>>

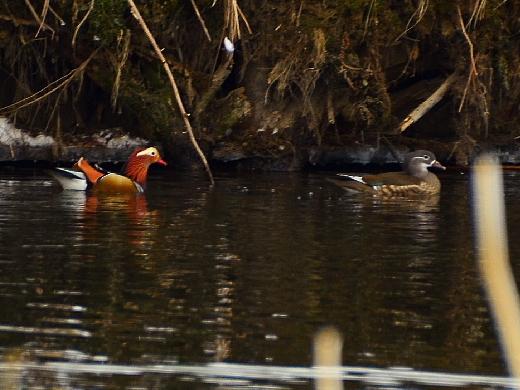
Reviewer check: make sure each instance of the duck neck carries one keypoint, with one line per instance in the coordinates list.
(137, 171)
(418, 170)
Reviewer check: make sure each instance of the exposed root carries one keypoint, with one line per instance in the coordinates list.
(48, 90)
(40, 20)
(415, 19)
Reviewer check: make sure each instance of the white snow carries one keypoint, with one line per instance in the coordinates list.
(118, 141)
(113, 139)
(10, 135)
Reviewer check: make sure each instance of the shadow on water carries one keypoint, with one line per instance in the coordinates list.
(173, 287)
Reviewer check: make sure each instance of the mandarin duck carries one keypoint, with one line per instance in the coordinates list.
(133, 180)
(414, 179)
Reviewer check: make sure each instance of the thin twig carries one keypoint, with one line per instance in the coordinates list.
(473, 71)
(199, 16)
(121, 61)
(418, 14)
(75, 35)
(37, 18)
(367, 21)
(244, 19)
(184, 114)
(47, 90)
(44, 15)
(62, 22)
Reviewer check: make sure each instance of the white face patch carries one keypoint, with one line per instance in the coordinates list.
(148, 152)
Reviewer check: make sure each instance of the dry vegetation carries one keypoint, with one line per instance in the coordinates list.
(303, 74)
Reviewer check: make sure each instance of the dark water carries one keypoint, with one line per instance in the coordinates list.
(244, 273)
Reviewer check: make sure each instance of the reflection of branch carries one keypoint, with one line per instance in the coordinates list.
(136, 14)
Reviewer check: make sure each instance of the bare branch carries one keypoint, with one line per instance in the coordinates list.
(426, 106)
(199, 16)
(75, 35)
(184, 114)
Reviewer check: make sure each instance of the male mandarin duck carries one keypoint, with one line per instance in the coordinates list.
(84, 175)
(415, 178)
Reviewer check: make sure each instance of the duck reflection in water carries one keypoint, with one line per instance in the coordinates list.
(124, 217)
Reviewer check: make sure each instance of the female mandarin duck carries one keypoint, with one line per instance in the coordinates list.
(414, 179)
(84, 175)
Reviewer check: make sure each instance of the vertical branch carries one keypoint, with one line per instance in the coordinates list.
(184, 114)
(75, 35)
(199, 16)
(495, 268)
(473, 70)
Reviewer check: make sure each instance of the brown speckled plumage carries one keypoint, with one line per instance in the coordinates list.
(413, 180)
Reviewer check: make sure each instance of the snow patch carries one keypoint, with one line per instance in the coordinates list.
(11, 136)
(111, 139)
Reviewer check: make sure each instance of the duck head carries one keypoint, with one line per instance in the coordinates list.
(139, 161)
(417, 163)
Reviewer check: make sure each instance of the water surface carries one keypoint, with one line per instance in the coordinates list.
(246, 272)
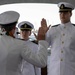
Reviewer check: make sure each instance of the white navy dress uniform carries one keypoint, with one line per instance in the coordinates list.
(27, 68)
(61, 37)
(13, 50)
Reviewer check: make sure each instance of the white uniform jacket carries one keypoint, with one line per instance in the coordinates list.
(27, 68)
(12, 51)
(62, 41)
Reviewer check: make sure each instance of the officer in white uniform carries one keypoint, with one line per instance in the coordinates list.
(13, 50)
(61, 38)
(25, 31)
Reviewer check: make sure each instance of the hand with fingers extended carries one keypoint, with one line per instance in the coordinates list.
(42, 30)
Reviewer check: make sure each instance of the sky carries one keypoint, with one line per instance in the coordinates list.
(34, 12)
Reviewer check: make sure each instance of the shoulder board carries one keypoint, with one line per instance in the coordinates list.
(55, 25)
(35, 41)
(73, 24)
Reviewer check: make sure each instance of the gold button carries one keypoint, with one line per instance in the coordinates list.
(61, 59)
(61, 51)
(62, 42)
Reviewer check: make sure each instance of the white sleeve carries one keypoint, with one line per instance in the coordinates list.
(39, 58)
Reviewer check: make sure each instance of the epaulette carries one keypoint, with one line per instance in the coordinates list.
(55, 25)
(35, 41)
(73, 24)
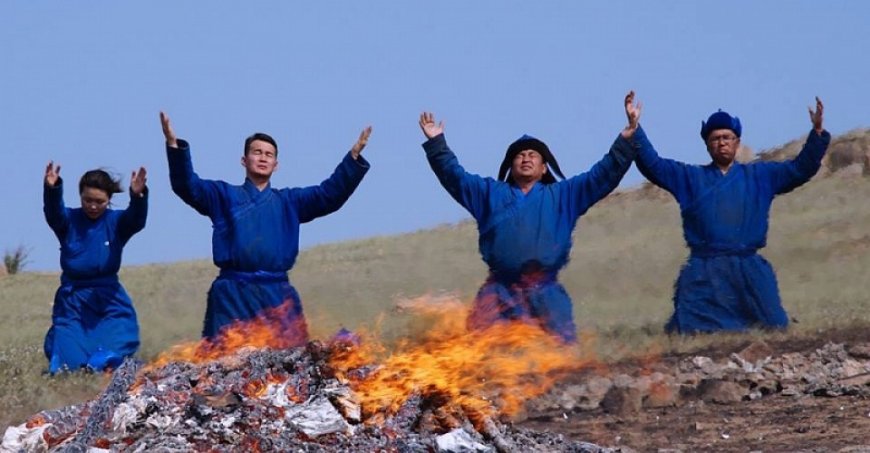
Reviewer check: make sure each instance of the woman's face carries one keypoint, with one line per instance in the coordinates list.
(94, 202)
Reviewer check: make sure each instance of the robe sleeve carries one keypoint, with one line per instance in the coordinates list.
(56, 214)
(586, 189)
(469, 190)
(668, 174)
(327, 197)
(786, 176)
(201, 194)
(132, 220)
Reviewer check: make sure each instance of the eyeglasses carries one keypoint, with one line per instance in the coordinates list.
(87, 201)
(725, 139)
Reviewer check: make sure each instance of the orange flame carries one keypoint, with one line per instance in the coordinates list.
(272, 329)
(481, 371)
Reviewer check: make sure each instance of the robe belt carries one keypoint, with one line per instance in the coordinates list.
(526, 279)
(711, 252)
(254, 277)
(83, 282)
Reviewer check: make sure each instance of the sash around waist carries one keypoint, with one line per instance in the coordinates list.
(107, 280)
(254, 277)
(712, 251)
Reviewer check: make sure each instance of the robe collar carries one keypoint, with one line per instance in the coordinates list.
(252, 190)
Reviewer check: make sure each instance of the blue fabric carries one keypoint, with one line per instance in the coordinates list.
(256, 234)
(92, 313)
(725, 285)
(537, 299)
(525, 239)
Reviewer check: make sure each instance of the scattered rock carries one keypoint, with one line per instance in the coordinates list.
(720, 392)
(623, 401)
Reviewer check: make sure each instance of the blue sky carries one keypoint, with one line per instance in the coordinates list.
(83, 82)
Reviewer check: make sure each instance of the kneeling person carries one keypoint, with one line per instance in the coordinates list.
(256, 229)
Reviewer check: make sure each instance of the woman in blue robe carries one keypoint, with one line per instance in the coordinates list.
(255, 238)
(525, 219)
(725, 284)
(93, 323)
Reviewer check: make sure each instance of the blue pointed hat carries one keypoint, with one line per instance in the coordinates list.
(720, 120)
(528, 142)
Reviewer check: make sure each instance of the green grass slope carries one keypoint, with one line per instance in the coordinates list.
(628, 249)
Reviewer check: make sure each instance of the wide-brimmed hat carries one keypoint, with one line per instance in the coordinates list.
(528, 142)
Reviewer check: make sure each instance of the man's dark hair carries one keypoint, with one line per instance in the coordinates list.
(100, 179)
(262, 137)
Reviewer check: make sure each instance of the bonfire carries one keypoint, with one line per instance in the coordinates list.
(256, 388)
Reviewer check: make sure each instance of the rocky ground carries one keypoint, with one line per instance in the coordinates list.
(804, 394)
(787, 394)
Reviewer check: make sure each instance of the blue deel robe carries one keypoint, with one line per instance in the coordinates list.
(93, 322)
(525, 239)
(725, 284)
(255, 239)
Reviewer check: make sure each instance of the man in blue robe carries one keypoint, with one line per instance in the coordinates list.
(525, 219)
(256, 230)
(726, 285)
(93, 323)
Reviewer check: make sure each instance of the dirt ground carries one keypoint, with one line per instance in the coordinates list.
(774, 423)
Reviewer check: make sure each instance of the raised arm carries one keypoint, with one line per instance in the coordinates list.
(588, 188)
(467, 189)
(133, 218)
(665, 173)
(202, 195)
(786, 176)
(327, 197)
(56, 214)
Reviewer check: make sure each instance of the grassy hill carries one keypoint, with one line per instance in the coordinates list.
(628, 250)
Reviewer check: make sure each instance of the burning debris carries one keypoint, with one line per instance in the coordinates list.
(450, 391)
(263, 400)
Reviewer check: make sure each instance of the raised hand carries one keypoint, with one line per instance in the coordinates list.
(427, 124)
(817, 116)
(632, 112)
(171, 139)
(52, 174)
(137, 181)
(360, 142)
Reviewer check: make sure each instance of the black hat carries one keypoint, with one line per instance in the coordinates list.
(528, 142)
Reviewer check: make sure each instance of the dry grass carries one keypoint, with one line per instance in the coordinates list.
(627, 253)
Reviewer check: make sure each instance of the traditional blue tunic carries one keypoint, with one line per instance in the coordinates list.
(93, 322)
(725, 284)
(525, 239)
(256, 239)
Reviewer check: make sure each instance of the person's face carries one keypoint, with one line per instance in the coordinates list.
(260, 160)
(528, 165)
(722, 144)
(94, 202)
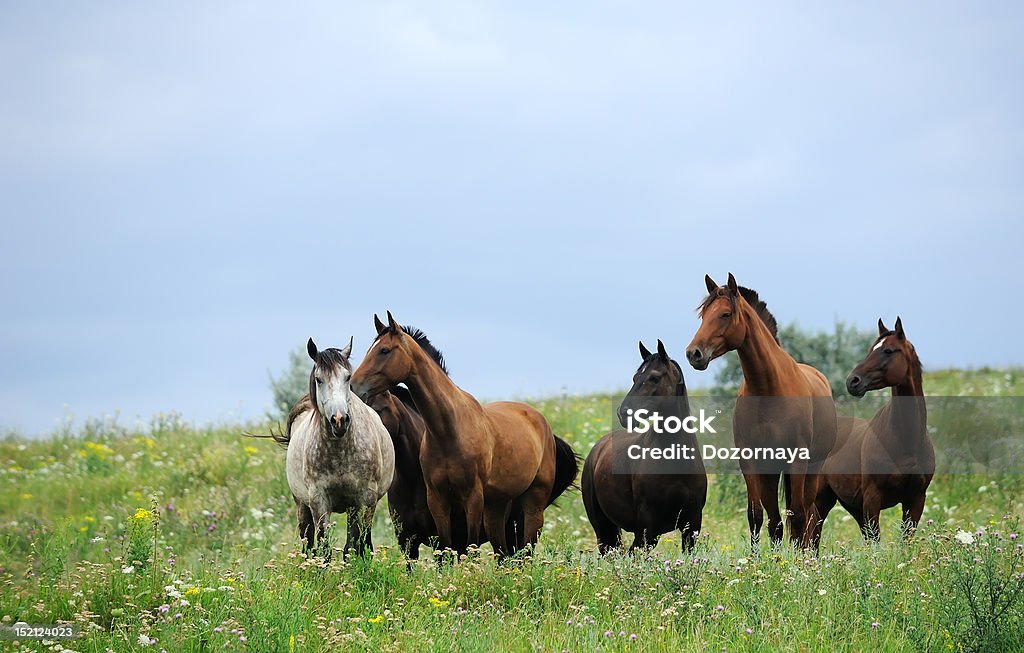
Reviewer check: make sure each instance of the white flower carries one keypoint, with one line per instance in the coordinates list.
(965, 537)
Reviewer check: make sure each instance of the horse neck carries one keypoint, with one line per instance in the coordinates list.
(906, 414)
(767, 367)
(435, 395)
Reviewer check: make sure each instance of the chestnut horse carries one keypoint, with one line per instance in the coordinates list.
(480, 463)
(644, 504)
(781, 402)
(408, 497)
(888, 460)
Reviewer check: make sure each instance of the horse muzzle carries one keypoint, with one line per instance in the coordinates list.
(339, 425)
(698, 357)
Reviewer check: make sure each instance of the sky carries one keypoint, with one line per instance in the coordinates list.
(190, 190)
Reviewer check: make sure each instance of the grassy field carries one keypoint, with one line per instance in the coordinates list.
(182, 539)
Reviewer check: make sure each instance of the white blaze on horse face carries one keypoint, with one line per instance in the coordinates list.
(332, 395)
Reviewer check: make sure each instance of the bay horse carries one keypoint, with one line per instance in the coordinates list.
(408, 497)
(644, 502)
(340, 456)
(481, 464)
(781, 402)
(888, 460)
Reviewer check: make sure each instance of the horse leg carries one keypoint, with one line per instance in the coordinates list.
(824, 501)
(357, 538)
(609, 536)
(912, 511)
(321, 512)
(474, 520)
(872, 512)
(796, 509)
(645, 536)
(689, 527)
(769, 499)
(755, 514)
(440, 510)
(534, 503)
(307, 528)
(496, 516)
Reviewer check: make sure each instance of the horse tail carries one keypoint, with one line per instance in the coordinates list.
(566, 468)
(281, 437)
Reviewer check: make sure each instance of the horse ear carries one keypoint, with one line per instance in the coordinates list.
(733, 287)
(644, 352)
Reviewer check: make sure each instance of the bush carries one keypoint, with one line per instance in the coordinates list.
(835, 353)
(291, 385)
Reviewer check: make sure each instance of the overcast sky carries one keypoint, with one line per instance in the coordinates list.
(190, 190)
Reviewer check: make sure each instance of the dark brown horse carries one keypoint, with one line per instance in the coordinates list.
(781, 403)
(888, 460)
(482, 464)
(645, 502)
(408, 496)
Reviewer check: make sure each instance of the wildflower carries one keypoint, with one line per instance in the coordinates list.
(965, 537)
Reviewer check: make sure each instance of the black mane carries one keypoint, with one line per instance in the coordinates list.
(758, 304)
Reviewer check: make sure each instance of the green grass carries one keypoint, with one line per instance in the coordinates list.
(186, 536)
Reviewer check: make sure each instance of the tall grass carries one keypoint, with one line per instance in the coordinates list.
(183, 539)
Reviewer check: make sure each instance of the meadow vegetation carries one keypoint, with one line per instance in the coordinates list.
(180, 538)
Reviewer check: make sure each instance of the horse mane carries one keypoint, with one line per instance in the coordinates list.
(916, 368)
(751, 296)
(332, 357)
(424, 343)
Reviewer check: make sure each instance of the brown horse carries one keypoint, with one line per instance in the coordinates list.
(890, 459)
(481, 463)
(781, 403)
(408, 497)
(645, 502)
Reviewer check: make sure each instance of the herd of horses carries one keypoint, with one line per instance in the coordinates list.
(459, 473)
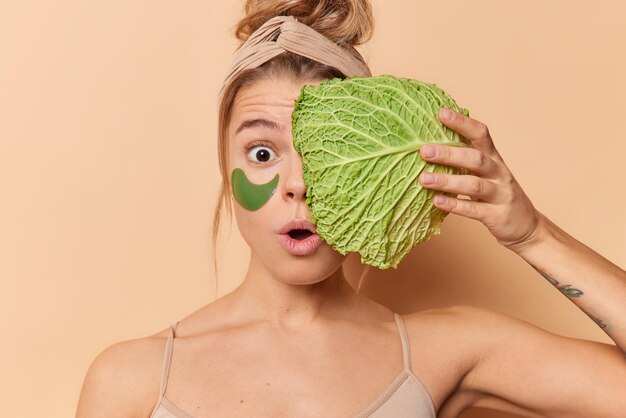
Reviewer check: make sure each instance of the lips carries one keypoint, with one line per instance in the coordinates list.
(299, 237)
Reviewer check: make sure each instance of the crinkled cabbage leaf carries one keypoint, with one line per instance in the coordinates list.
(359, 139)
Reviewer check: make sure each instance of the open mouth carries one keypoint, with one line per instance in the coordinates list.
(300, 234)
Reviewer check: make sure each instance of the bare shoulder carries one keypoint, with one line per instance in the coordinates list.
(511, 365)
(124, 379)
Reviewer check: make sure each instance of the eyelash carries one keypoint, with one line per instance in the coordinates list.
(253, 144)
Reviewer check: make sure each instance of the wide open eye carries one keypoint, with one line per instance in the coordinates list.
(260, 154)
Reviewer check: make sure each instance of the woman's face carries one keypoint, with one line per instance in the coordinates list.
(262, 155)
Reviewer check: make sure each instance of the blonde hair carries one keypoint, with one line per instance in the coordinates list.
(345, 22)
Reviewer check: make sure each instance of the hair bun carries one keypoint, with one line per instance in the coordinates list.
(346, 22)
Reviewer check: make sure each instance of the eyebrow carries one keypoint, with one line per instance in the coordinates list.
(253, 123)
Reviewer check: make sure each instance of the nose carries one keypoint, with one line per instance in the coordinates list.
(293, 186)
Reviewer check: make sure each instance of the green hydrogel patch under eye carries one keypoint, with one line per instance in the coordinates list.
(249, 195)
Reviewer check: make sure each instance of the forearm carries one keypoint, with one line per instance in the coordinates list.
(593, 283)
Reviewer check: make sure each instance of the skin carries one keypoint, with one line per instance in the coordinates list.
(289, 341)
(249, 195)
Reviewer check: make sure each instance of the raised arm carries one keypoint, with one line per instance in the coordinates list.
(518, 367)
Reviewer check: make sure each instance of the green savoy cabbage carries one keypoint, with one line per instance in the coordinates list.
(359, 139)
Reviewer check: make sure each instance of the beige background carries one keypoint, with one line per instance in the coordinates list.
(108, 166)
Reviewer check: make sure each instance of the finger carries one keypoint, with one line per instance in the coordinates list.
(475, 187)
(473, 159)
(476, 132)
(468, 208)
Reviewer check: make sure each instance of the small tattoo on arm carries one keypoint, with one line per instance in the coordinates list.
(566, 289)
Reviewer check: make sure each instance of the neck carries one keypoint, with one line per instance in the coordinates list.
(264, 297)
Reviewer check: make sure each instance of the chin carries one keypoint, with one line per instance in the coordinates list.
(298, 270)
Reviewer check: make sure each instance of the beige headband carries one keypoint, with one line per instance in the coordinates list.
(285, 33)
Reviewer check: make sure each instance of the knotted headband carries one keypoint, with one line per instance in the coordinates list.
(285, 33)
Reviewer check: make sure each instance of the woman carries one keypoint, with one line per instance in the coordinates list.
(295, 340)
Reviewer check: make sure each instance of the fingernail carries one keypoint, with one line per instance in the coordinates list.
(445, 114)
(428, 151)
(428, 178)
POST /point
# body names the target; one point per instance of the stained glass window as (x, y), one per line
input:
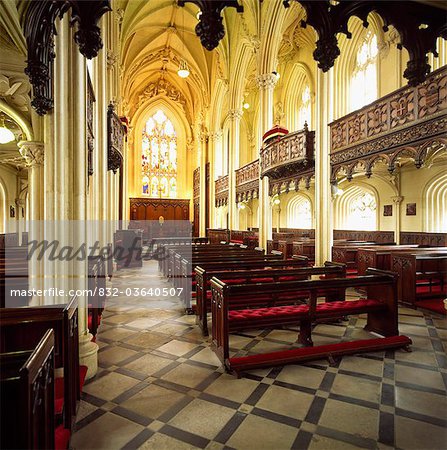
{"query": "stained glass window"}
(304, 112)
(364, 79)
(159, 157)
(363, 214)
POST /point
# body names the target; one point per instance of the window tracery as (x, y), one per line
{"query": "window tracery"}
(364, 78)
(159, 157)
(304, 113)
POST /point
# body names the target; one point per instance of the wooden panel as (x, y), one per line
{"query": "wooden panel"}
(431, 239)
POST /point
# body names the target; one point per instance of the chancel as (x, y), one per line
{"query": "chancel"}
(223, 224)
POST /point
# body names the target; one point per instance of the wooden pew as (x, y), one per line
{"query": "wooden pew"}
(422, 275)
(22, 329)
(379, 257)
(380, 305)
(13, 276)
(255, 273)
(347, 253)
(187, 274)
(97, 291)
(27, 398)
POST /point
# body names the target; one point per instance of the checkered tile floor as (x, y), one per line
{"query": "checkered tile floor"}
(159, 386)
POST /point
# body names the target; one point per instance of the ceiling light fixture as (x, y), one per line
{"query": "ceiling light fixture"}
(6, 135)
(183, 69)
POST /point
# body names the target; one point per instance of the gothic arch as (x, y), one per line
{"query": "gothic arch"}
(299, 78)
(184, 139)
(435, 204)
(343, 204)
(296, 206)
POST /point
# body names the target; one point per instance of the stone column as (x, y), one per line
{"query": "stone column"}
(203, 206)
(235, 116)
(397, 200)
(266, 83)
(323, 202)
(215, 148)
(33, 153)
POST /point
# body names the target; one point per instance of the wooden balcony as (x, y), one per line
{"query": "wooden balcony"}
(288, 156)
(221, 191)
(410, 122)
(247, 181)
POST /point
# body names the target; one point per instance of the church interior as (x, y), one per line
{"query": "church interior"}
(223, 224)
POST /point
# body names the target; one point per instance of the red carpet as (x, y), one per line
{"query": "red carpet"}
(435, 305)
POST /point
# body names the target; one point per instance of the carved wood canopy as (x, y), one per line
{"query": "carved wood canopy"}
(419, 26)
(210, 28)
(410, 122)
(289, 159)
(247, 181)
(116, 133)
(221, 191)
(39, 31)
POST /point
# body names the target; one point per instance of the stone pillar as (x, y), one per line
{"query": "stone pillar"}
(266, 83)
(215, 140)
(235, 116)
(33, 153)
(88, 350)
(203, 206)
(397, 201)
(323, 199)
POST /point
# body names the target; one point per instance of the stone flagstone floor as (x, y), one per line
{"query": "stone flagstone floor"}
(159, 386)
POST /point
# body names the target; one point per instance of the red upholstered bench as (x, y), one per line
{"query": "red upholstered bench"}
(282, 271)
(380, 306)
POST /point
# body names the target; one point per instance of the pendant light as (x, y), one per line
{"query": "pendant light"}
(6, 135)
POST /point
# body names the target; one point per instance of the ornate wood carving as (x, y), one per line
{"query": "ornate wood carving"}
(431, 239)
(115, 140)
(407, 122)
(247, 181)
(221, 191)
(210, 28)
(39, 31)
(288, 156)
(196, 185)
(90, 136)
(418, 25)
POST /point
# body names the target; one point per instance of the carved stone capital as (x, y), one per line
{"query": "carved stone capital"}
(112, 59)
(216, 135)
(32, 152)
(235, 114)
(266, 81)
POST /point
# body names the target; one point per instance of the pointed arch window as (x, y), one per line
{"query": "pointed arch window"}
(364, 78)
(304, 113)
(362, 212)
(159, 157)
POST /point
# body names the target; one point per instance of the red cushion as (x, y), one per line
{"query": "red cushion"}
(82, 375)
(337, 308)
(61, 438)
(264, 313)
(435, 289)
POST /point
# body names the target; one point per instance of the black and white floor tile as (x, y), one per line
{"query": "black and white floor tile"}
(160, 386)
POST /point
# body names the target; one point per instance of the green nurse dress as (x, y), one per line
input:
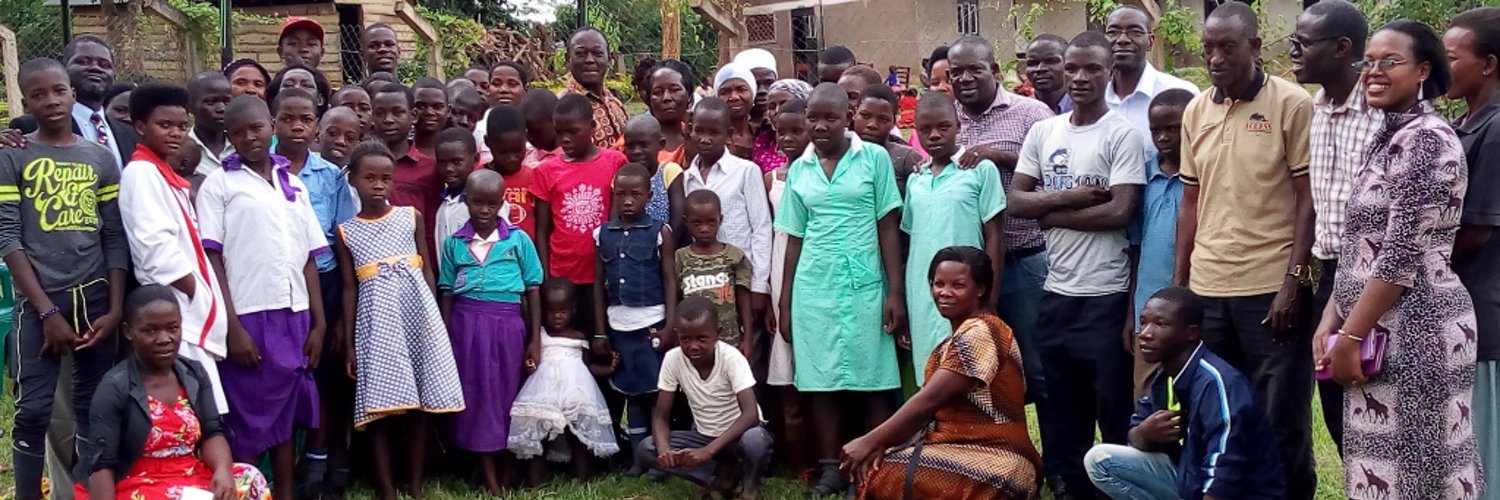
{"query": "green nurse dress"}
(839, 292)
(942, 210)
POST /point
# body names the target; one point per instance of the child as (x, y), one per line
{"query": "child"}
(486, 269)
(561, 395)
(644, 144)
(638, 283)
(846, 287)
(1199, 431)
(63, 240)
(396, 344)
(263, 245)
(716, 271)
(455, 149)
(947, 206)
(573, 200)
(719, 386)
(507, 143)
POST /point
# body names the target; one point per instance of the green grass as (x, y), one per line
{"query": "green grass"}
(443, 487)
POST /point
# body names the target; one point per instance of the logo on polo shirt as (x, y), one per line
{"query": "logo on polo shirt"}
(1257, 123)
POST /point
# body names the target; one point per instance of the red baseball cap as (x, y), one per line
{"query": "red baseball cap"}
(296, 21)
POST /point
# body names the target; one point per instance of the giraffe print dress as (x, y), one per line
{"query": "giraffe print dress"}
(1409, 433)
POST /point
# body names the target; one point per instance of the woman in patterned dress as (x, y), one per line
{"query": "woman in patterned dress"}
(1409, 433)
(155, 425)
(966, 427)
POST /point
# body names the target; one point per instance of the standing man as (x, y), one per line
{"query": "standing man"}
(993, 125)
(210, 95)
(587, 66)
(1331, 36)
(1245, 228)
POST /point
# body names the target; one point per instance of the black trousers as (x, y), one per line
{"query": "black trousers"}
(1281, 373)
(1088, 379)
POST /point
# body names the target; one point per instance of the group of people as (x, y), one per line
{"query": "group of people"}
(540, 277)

<<

Each line from the one containing "people as (x, y), one per line" to the end of the records should be echoed exactly, and no other line.

# body names the target; one point per instance of the group of people as (x, y), one per line
{"query": "group of people"}
(540, 277)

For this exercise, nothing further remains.